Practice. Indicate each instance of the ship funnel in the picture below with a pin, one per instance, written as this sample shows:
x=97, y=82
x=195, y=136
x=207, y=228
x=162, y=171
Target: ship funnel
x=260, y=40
------------------------
- [WHAT IS BEING ASKED]: What belongs in the answer is the line with "x=195, y=136" plus every later line of the listing, copied word for word and nothing besides.

- [SOLVED EXERCISE]:
x=195, y=136
x=207, y=228
x=162, y=171
Target: ship funnel
x=260, y=40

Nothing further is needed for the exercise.